Datos de anotación de la ubicación de objetos

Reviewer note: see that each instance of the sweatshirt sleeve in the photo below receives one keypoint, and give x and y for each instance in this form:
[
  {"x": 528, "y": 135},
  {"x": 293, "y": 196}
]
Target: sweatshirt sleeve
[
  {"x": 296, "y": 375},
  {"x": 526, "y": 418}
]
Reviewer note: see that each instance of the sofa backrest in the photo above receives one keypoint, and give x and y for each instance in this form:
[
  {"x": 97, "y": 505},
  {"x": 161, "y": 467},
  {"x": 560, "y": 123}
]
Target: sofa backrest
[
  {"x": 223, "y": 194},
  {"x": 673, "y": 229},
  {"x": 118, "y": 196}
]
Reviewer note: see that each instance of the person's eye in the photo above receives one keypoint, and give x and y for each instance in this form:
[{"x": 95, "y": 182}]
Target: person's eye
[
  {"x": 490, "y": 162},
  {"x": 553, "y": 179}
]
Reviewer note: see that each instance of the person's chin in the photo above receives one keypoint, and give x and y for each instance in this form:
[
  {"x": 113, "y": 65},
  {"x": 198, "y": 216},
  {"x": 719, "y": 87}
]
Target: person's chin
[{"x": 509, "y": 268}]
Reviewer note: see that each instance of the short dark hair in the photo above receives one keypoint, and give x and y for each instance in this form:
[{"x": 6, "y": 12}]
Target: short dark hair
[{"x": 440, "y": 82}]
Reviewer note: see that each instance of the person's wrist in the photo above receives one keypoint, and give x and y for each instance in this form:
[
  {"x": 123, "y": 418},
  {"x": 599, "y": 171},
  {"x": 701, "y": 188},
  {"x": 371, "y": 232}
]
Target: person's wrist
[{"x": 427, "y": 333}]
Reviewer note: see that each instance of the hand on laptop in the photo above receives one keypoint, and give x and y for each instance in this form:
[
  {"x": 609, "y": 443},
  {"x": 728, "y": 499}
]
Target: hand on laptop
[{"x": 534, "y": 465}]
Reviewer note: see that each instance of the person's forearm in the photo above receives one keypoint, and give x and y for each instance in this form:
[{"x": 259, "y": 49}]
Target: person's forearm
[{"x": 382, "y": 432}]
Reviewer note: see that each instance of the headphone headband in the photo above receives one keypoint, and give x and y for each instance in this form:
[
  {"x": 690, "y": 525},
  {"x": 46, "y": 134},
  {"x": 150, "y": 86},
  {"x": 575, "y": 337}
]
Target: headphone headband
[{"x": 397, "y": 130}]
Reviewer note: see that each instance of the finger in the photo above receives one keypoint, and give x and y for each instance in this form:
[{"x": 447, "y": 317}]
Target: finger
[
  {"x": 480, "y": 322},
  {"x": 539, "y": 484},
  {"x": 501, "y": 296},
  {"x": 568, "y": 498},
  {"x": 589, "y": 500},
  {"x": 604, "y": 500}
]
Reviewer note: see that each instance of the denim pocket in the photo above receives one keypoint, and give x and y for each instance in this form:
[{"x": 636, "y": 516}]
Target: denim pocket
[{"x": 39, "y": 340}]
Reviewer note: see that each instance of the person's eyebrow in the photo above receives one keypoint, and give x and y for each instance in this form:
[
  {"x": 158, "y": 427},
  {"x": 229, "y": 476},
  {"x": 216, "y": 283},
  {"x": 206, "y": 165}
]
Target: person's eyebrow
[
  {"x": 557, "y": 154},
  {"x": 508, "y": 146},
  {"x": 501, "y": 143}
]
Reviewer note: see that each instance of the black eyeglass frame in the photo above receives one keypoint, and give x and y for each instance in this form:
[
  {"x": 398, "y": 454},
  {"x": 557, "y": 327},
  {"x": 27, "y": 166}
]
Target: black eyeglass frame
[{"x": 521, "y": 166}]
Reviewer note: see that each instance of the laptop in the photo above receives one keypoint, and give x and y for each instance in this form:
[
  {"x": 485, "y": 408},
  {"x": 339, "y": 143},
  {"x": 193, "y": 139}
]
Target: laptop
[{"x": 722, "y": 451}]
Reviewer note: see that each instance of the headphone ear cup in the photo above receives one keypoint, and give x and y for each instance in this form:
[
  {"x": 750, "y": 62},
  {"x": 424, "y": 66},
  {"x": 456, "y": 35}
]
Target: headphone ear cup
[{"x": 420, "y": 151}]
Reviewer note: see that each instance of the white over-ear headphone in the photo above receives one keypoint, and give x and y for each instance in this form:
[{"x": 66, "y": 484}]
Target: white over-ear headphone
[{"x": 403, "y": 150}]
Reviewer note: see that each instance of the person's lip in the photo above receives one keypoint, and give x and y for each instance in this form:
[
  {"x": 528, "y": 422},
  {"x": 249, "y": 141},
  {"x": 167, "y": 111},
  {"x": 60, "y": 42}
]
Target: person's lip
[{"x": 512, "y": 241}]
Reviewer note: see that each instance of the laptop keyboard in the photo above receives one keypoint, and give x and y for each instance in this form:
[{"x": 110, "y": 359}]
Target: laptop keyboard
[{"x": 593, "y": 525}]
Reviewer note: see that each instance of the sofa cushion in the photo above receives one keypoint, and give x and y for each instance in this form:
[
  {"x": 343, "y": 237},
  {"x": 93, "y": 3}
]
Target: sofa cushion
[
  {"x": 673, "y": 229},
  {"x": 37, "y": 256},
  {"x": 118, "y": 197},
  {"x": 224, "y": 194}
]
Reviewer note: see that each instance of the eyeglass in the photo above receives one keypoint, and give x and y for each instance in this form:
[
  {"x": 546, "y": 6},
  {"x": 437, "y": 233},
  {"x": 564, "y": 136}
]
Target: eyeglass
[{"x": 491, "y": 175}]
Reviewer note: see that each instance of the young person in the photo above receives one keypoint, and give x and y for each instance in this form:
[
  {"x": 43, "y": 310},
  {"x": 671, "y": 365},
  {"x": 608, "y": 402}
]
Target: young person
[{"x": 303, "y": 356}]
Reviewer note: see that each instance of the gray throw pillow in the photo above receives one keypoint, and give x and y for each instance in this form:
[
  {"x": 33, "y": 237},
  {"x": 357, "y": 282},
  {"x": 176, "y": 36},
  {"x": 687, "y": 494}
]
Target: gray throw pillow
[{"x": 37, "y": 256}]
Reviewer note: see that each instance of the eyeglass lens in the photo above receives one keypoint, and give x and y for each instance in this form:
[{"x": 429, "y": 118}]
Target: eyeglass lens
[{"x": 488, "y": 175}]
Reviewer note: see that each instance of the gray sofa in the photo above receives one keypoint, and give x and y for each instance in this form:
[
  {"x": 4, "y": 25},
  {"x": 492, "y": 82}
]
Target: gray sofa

# CONSIGNA DE TRABAJO:
Copia de nuevo todas las filas, pero cambia "Reviewer note" por "Annotator note". Deja todo lo demás igual.

# RESULTADO DEL EJERCICIO:
Annotator note: see that each instance of the sweatshirt sleeve in the photo below receives one keypoint, and give x and y for each instance in this form:
[
  {"x": 528, "y": 135},
  {"x": 293, "y": 196}
]
Target: sweatshirt sleeve
[
  {"x": 296, "y": 375},
  {"x": 526, "y": 418}
]
Annotator note: see that each instance of the sofa backrest in the photo above receives one keypoint, and give x and y for each instance in this form:
[
  {"x": 97, "y": 505},
  {"x": 161, "y": 467},
  {"x": 560, "y": 123}
]
Target: sofa backrest
[
  {"x": 223, "y": 194},
  {"x": 673, "y": 229},
  {"x": 118, "y": 196}
]
Annotator note: see that each instance of the person's eye in the photo above receives one keypoint, and give x and y for each instance in this form:
[{"x": 95, "y": 182}]
Target: person's eye
[
  {"x": 490, "y": 162},
  {"x": 553, "y": 179}
]
Annotator note: see that each instance of the person's chin in the photo above receives one keypoint, and give x and y for each instance in this form:
[
  {"x": 113, "y": 65},
  {"x": 198, "y": 216},
  {"x": 719, "y": 87}
]
Target: person's chin
[{"x": 509, "y": 268}]
Annotator note: see that each instance of the short dark hair in the photo above receives one keypoint, and give x and y for each instance in this form:
[{"x": 6, "y": 12}]
Target: short dark hair
[{"x": 440, "y": 82}]
Annotator note: see that each instance of the person's wrist in the photo above receives one keypoint, and give x and y for each instance in this form:
[
  {"x": 123, "y": 418},
  {"x": 599, "y": 171},
  {"x": 701, "y": 188},
  {"x": 371, "y": 232}
]
Target: person's wrist
[{"x": 427, "y": 333}]
Annotator note: see that each instance of the hand on laptop in the photo above receives one keypoint, and give x and y for each instance in this form:
[
  {"x": 609, "y": 443},
  {"x": 728, "y": 499}
]
Target: hand on laptop
[{"x": 534, "y": 465}]
Annotator note: see that each instance of the person's forearm in the photo above receives one keypoint, and give x and y for each instance in this form:
[{"x": 259, "y": 49}]
Target: person's forearm
[{"x": 382, "y": 432}]
Annotator note: see that each instance of the headphone headband in the photo above receives one keypoint, and give x and y for each instance in this form:
[
  {"x": 690, "y": 525},
  {"x": 46, "y": 134},
  {"x": 150, "y": 86},
  {"x": 575, "y": 337}
]
Target: headphone headband
[{"x": 397, "y": 130}]
Annotator note: see that each instance of the finger in the photo above receives one keypoint, and give x and y for each instance in this form:
[{"x": 447, "y": 317}]
Target: finger
[
  {"x": 480, "y": 322},
  {"x": 539, "y": 484},
  {"x": 501, "y": 296},
  {"x": 568, "y": 498},
  {"x": 589, "y": 500},
  {"x": 604, "y": 500}
]
Annotator note: see that each instance of the denim pocket in the photo above receives one keypoint, and give x and y for each instance in this form:
[{"x": 636, "y": 516}]
Target: denim pocket
[{"x": 39, "y": 340}]
Annotator note: see that each instance of the person's eyebrow in the photo above receives one keypoint, and give x and y for each instance in this form:
[
  {"x": 158, "y": 427},
  {"x": 229, "y": 476},
  {"x": 216, "y": 283},
  {"x": 206, "y": 165}
]
Target: person's eyebrow
[
  {"x": 557, "y": 154},
  {"x": 508, "y": 146},
  {"x": 501, "y": 143}
]
Annotator note: see that each instance of the black eyeglass frame in the photo above receives one keypoint, and give x and y for each instance in this form:
[
  {"x": 398, "y": 454},
  {"x": 557, "y": 327},
  {"x": 27, "y": 166}
]
Target: black eyeglass frame
[{"x": 521, "y": 166}]
Annotator note: see that each instance of the laptop in the photo above receives one keypoint, and give x and y for each instance in this form:
[
  {"x": 485, "y": 408},
  {"x": 339, "y": 143},
  {"x": 193, "y": 139}
]
Target: laptop
[{"x": 722, "y": 451}]
Annotator note: see that each instance of the headphone ear cup in the photo above receives one keypoint, and give x and y for each instance in this form:
[
  {"x": 750, "y": 62},
  {"x": 424, "y": 66},
  {"x": 456, "y": 35}
]
Target: headphone ear cup
[{"x": 420, "y": 151}]
Annotator note: see that each instance of the white over-ear headphone in the photo above receives one keypoint, and give x and y for each instance in this form:
[{"x": 66, "y": 484}]
Target: white over-ear headphone
[{"x": 403, "y": 150}]
Annotator note: see that each instance of the person's lip in the photo above receives one keypoint, and give x and y for each instance in this form:
[
  {"x": 528, "y": 422},
  {"x": 249, "y": 141},
  {"x": 167, "y": 111},
  {"x": 60, "y": 42}
]
Target: person's lip
[{"x": 512, "y": 241}]
Annotator note: see that each instance of the laptop keyboard in the photo above receives one keypoint, and give x and y for each instance in this form:
[{"x": 110, "y": 359}]
Target: laptop keyboard
[{"x": 593, "y": 525}]
Annotator note: see that each instance of the sofa cushion in the photo above receives one keypoint, and give x and y for each instance in this form:
[
  {"x": 343, "y": 237},
  {"x": 93, "y": 3}
]
Target: sofa cushion
[
  {"x": 673, "y": 229},
  {"x": 37, "y": 256},
  {"x": 118, "y": 197},
  {"x": 224, "y": 194}
]
Annotator note: see that each instance of the eyeglass in the photo above receives one keypoint, and give x and y for each instance in this form:
[
  {"x": 546, "y": 6},
  {"x": 437, "y": 233},
  {"x": 564, "y": 136}
]
Target: eyeglass
[{"x": 491, "y": 175}]
Annotator note: see that each instance of the young person in the photo above receives one keypoint, and give x and y for each instance in this form:
[
  {"x": 43, "y": 310},
  {"x": 671, "y": 365},
  {"x": 608, "y": 402}
]
Target: young person
[{"x": 303, "y": 356}]
Annotator note: see that each instance of the gray throw pillow in the photo above receives one keypoint, and give x and y for each instance in this form:
[
  {"x": 33, "y": 237},
  {"x": 357, "y": 282},
  {"x": 176, "y": 36},
  {"x": 687, "y": 494}
]
Target: gray throw pillow
[{"x": 37, "y": 256}]
Annotator note: see that each instance of the eyeglass lens in the photo above receives one keypoint, and give x and y for each instance in this form:
[{"x": 429, "y": 118}]
Target: eyeglass lens
[{"x": 488, "y": 175}]
Annotator note: see that each instance of the gray sofa in the photo above receives one keypoint, and give x and y for each instance in this form:
[
  {"x": 4, "y": 25},
  {"x": 492, "y": 82}
]
Target: gray sofa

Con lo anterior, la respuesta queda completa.